=== BLOC DE TEXTE ===

Réparation des éléments défectueux

La stratégie se précise

Sous une immense tente en plastique dressée dans l'Atelier du cryostat, des ouvriers en tenue de protection nettoient la surface d'un panneau d'écran thermique déjà dépouillée de ses tubulures de refroidissement et débarrassée des dernières traces de soudure. Non loin de là, dans le Hall d'assemblage, une autre équipe remonte la plateforme sur laquelle reposaient les secteurs de chambre à vide (440 tonnes) pendant la phase de préparation préalable à leur installation dans le portique d'assemblage. Ces deux opérations sont pour l'heure les seuls signes visibles de l'intense activité de ces derniers mois, particulièrement pendant les semaines qui ont précédé la pause de fin d'année, déployée pour définir une stratégie de réparation des panneaux d'écran thermique et des secteurs de chambre à vide du tokamak ITER.
TS_Repair_1.jpg
Les tubulures du circuit de refroidissement qui serpentent à la surface de l'écran thermique de la chambre à vide seront déposées puis remplacées. Ici, des techniciens examinent la surface d'un panneau externe (droit) afin de déterminer l'impact de la dépose des tubulures. Après des mois de discussions, de tests et d'analyses, la stratégie de réparation se précise.
Deux ans et demi après le début de la phase d'assemblage de la machine, ITER doit faire face aux défis que rencontre tout programme industriel mettant en œuvre des éléments hors normes du fait de leur taille et de leur complexité. « Il n'y a là rien de choquant, explique Pietro Barabaschi, le directeur général d'ITER. Ce sont des choses qui arrivent. J'ai déjà été confronté à de nombreuses situations de ce type, parfois même bien pires... ».

===

▸ **TRAVAIL À FAIRE**: Recopiez intégralement le texte sur la réparation des éléments défectueux d'ITER. Les lignes constituent un matériau à part, distinct du texte.

=== LIGNES AFFICHÉES ===

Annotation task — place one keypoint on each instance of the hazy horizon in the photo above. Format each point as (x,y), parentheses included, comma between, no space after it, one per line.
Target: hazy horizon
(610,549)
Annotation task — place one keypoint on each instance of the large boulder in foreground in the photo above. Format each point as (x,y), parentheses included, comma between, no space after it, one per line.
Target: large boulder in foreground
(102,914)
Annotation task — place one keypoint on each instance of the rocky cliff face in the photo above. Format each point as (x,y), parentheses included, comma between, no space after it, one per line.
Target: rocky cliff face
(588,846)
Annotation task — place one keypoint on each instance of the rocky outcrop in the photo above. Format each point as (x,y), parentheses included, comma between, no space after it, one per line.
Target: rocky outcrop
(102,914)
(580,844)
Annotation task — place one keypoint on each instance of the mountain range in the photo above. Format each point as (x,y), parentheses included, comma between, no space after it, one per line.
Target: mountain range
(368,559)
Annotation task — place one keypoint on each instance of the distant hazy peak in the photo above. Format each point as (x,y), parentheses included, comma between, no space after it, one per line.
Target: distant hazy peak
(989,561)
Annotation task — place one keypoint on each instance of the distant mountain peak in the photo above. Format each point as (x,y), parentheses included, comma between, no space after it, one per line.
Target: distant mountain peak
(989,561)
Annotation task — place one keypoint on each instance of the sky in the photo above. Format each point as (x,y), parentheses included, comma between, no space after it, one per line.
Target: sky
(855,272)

===

▸ **RÉPONSE ATTENDUE**:
Réparation des éléments défectueux

La stratégie se précise

Sous une immense tente en plastique dressée dans l'Atelier du cryostat, des ouvriers en tenue de protection nettoient la surface d'un panneau d'écran thermique déjà dépouillée de ses tubulures de refroidissement et débarrassée des dernières traces de soudure. Non loin de là, dans le Hall d'assemblage, une autre équipe remonte la plateforme sur laquelle reposaient les secteurs de chambre à vide (440 tonnes) pendant la phase de préparation préalable à leur installation dans le portique d'assemblage. Ces deux opérations sont pour l'heure les seuls signes visibles de l'intense activité de ces derniers mois, particulièrement pendant les semaines qui ont précédé la pause de fin d'année, déployée pour définir une stratégie de réparation des panneaux d'écran thermique et des secteurs de chambre à vide du tokamak ITER.
TS_Repair_1.jpg
Les tubulures du circuit de refroidissement qui serpentent à la surface de l'écran thermique de la chambre à vide seront déposées puis remplacées. Ici, des techniciens examinent la surface d'un panneau externe (droit) afin de déterminer l'impact de la dépose des tubulures. Après des mois de discussions, de tests et d'analyses, la stratégie de réparation se précise.
Deux ans et demi après le début de la phase d'assemblage de la machine, ITER doit faire face aux défis que rencontre tout programme industriel mettant en œuvre des éléments hors normes du fait de leur taille et de leur complexité. « Il n'y a là rien de choquant, explique Pietro Barabaschi, le directeur général d'ITER. Ce sont des choses qui arrivent. J'ai déjà été confronté à de nombreuses situations de ce type, parfois même bien pires... ».